:: Request ::
Go through the entries below and retype them exactly, omitting each picture.

:: Dataset records ::
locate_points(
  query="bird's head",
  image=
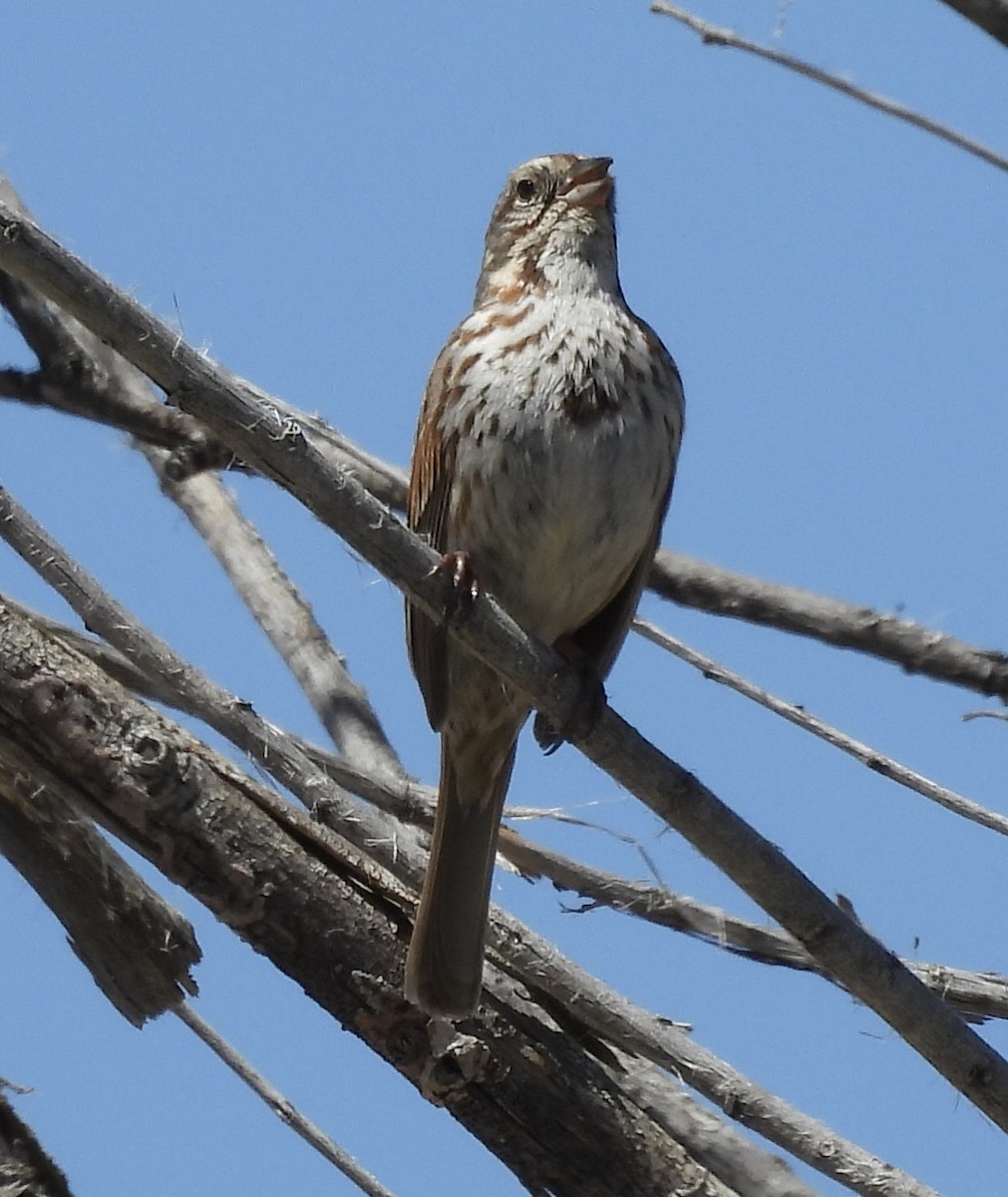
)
(553, 226)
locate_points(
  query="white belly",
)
(555, 512)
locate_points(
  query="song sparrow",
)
(544, 454)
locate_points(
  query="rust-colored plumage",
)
(544, 452)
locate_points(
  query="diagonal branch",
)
(713, 35)
(284, 615)
(914, 647)
(280, 452)
(990, 16)
(976, 997)
(798, 715)
(281, 880)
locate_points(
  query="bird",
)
(542, 468)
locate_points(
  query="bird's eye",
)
(524, 190)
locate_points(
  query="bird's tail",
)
(445, 964)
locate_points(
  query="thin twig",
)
(798, 715)
(974, 995)
(280, 1105)
(913, 647)
(554, 686)
(287, 620)
(584, 1004)
(125, 805)
(713, 35)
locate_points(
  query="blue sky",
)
(304, 191)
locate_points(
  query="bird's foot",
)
(583, 712)
(463, 586)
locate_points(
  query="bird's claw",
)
(463, 590)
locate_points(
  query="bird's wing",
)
(430, 496)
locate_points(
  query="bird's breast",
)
(566, 438)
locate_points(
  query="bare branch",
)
(801, 718)
(916, 649)
(711, 35)
(138, 950)
(280, 452)
(281, 1106)
(976, 997)
(281, 880)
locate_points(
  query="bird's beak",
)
(588, 184)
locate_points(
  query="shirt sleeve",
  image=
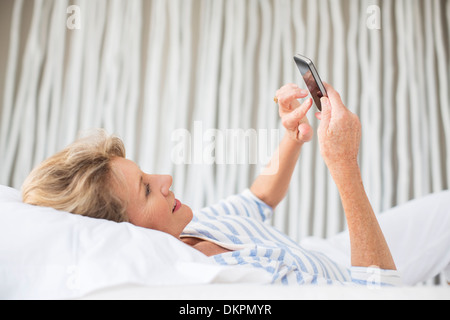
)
(374, 277)
(244, 204)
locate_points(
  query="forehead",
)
(128, 177)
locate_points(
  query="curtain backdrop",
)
(184, 81)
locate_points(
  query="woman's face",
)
(150, 202)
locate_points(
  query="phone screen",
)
(311, 78)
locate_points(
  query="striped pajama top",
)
(241, 223)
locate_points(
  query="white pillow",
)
(49, 254)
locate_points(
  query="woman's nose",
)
(166, 183)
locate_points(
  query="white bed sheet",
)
(269, 292)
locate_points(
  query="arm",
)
(339, 137)
(272, 184)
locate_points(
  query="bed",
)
(49, 254)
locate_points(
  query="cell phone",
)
(312, 79)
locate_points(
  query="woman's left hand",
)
(293, 114)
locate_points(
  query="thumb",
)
(326, 109)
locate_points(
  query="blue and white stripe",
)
(241, 223)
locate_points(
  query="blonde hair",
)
(80, 179)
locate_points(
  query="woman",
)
(92, 177)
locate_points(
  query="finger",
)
(326, 110)
(334, 97)
(286, 97)
(305, 132)
(292, 119)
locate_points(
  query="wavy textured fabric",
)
(163, 71)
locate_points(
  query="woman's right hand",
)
(339, 132)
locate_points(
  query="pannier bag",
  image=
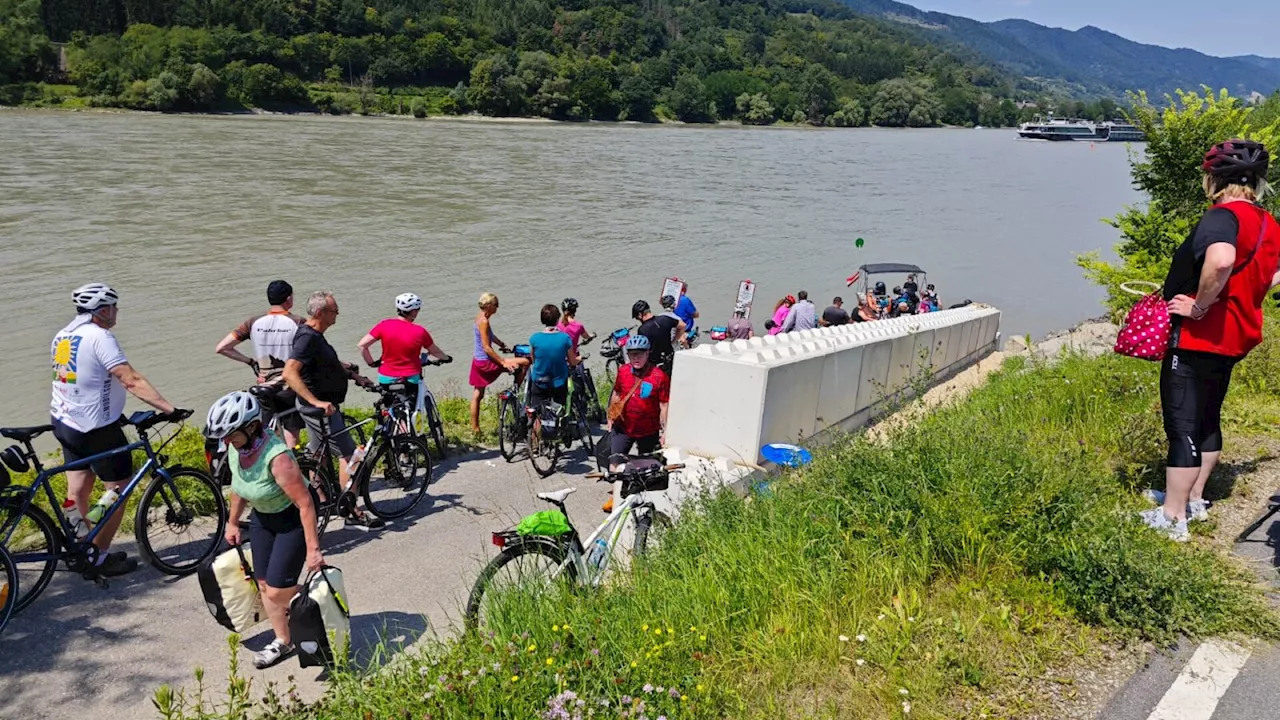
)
(320, 619)
(229, 589)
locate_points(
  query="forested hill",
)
(698, 60)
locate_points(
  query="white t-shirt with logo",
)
(86, 395)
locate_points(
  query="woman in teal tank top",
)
(283, 534)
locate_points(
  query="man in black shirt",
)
(836, 314)
(659, 329)
(319, 378)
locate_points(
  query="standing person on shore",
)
(739, 327)
(835, 314)
(266, 478)
(91, 376)
(1215, 288)
(803, 315)
(320, 378)
(780, 314)
(273, 345)
(487, 365)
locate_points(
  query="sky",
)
(1244, 26)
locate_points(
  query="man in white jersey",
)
(273, 343)
(90, 378)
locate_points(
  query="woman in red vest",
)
(1215, 288)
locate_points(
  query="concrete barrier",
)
(727, 400)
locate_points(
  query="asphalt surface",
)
(87, 652)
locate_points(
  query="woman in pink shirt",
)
(403, 342)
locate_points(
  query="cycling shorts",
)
(78, 446)
(279, 546)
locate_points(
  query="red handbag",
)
(1144, 333)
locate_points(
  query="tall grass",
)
(938, 574)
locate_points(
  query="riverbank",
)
(982, 561)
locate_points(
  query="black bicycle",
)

:: Response to this exercise ::
locate_points(
  query="bird's head",
  image=
)
(553, 226)
locate_points(
  query="white belly",
)
(555, 512)
locate_points(
  query="song sparrow",
)
(544, 454)
locate_points(
  query="rust-colored plumage",
)
(544, 452)
locate_points(
  query="diagonal branch",
)
(713, 35)
(284, 615)
(914, 647)
(280, 452)
(990, 16)
(976, 997)
(798, 715)
(281, 880)
locate_points(
  query="bird",
)
(542, 468)
locate_points(
  query="bird's eye",
)
(524, 190)
locate_points(
  query="bird's tail",
)
(445, 964)
locate_points(
  query="thin twig",
)
(798, 715)
(974, 995)
(280, 1105)
(913, 647)
(554, 686)
(287, 620)
(584, 1004)
(125, 805)
(713, 35)
locate_points(
  query="blue sky",
)
(304, 191)
locate_points(
  query="bird's foot",
)
(583, 712)
(463, 586)
locate_points(
  query="bird's claw",
)
(463, 590)
locate_points(
  query="bird's wing",
)
(430, 496)
locate_points(
  query="bird's breast",
)
(566, 438)
locate_points(
  query="bare branch",
)
(801, 718)
(916, 649)
(711, 35)
(138, 950)
(280, 452)
(281, 1106)
(976, 997)
(281, 880)
locate_points(
  query="bird's beak",
)
(588, 184)
locate_points(
  query="shirt sleeve",
  image=
)
(374, 277)
(244, 204)
locate_points(
  query="forehead",
)
(128, 177)
locate_points(
  query="curtain backdrop",
)
(184, 81)
locate_points(
  query="woman's face",
)
(150, 202)
locate_points(
  query="phone screen",
)
(311, 78)
locate_points(
  query="striped pajama top",
)
(241, 223)
locate_points(
  query="white pillow",
)
(49, 254)
locate_points(
  query="woman's nose",
)
(166, 183)
locate_points(
  query="white bed sheet",
)
(269, 292)
locate_points(
  query="arm",
)
(339, 137)
(272, 184)
locate_points(
  query="bed",
)
(49, 254)
locate_points(
  query="cell phone",
)
(312, 79)
locate_points(
  query="woman's left hand",
)
(293, 114)
locate_points(
  query="thumb",
)
(326, 109)
locate_points(
  query="blue and white stripe",
)
(241, 223)
locate_points(
  query="blonde hair",
)
(80, 179)
locate_points(
  query="woman",
)
(92, 177)
locate_points(
  query="finger",
)
(326, 110)
(334, 97)
(286, 97)
(305, 132)
(292, 119)
locate_points(
  query="wavy textured fabric",
)
(163, 71)
locate_points(
  query="woman's right hand",
)
(339, 132)
locate_points(
  query="pannier bag",
  image=
)
(320, 619)
(229, 589)
locate_points(
  query="forested hill",
)
(698, 60)
locate_points(
  query="white t-shirt with logo",
)
(86, 395)
locate_points(
  query="woman in teal tank top",
)
(283, 534)
locate_points(
  query="man in black shirt",
)
(836, 314)
(659, 329)
(319, 378)
locate_points(
  query="standing person on shore",
)
(739, 327)
(835, 314)
(266, 478)
(91, 376)
(1215, 288)
(803, 315)
(320, 378)
(780, 314)
(273, 345)
(487, 365)
locate_points(
  query="sky",
)
(1244, 26)
locate_points(
  query="man in white jersey",
)
(273, 343)
(90, 378)
locate_points(
  query="woman in red vest",
)
(1215, 288)
locate_points(
  query="concrete barrier",
)
(727, 400)
locate_points(
  query="asphalt surface",
)
(87, 652)
locate_points(
  query="woman in pink shirt",
)
(403, 342)
locate_points(
  query="cycling shorts",
)
(78, 446)
(279, 546)
locate_points(
  query="red handbag",
)
(1144, 333)
locate_points(
  query="tall grass",
)
(938, 574)
locate_points(
  query="riverbank",
)
(982, 561)
locate_points(
  query="black bicycle",
)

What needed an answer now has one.